Travail à faire: Dans l’article ci-dessous, le paragraphe qui commence par « D’abord, le futur premier ministre » énumère des promesses de Brian Pallister. Dressez la liste de toutes ces promesses.

Texte fourni:
---------------

La Liberté

Rude réconcilia­tion : Quand David (Chartrand) défie Goliath (Pallister)

- Jean-pierre DUBÉ Collaborat­ion spéciale

Le mouvement de réconcilia­tion entre les Métis et la Couronne a stagné durant le mandat des progressis­tes-conservate­urs de Brian Pallister. Une fracture est survenue lorsque la Province a rejeté une entente historique, signée par Hydro Manitoba en 2017, portant sur des mesures compensato­ires de 67 millions $ visant les terres domaniales et humides réclamées par les communauté­s d’origine. Depuis, le torchon brûle. La cause est devant les tribunaux.

Durant la campagne électorale de 2019, le premier ministre Brian Pallister a boudé la compagnie des autres chefs politiques en refusant de participer au forum public de l’assembly of Manitoba

Chiefs, tenu à Winnipeg en août. Début septembre, il accusait le chef néo-démocrate, Wab Kinew,

d’avoir promis 70 millions ( hush money) pour soudoyer le président de la Manitoba Metis Federation (MMF), David Chartrand, et s’approprier le vote métis.

Selon le conservate­ur, l’accord permettrai­t à un gouverneme­nt néo-démocrate de violer les droits des communauté­s autochtone­s et métisses en les excluant des consultati­ons à venir sur les projets hydroélect­riques. Le NPD a rejeté ces accusation­s.

Avant leur élection en 2016, les conservate­urs s’étaient montrés plutôt inclusifs, répondant positiveme­nt au questionna­ire présenté par la MMF aux quatre formations en lice. Dans ce document dont La

Liberté a obtenu copie, le chef Pallister s’était engagé à consulter la MMF sur plusieurs questions relatives aux Métis et à collaborer pleinement avec l’organisme.

D’abord, le futur premier ministre avait promis d’élaborer un protocole général pour formuler « le devoir de consulter » du gouverneme­nt face aux Premières Nations et Métis. Il garantissa­it de s’attaquer aux obstacles à leur pleine participat­ion en éducation et en économie. Le chef s’engageait à explorer des mécanismes pour le partage des revenus des ressources et à soutenir les population­s vivant de chasse et de pêche. Il avait aussi promis de « tenir parole » sur ses engagement­s.

Une question clé visait le partage des revenus entre Hydro Manitoba et la MMF sur le projet de transmissi­on Manitoba-Minnesota. Brian Pallister n’avait pas répondu à la question. Début 2018, son gouverneme­nt annulait l’entente de 67 millions $ d’hydro Manitoba et remplaçait le conseil d’administra­tion de la société suivant sa démission en bloc.

La Liberté a également reçu copie en août d’un message portant sur le nouveau questionna­ire de la MMF adressé aux partis politiques. La note résumait ainsi les engagement­s passés de Brian Pallister : « À date, nous n’avons pas reçu un semblant des promesses listées dans le document de 2016. »

---------------

Enregistrements issus d’une collecte de données:
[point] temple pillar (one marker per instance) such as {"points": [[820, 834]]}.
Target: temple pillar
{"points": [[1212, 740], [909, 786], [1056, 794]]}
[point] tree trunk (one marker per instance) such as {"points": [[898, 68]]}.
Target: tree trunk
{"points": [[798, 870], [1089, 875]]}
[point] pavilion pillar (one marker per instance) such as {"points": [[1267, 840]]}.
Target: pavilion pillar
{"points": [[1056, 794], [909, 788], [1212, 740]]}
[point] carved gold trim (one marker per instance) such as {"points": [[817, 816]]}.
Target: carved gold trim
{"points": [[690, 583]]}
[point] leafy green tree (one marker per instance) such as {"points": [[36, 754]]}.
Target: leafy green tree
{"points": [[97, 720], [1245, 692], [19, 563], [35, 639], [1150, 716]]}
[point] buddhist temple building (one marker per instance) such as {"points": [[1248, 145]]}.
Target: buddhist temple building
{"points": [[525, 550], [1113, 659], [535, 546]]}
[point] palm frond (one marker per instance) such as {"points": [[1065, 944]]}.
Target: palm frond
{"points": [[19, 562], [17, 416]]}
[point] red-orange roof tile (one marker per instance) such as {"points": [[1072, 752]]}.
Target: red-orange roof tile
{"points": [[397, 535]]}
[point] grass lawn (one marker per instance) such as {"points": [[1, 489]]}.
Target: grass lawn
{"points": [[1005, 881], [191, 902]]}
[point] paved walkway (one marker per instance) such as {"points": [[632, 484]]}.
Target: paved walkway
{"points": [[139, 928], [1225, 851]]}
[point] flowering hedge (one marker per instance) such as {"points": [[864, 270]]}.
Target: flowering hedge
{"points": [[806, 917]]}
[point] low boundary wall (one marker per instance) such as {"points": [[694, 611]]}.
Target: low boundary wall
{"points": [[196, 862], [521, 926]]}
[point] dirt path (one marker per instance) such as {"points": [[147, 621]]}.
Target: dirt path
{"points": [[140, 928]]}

---------------

Réponse finale:
- Élaborer un protocole général pour formuler « le devoir de consulter » du gouvernement face aux Premières Nations et Métis.
- S’attaquer aux obstacles à leur pleine participation en éducation et en économie.
- Explorer des mécanismes pour le partage des revenus des ressources.
- Soutenir les populations vivant de chasse et de pêche.
- « Tenir parole » sur ses engagements.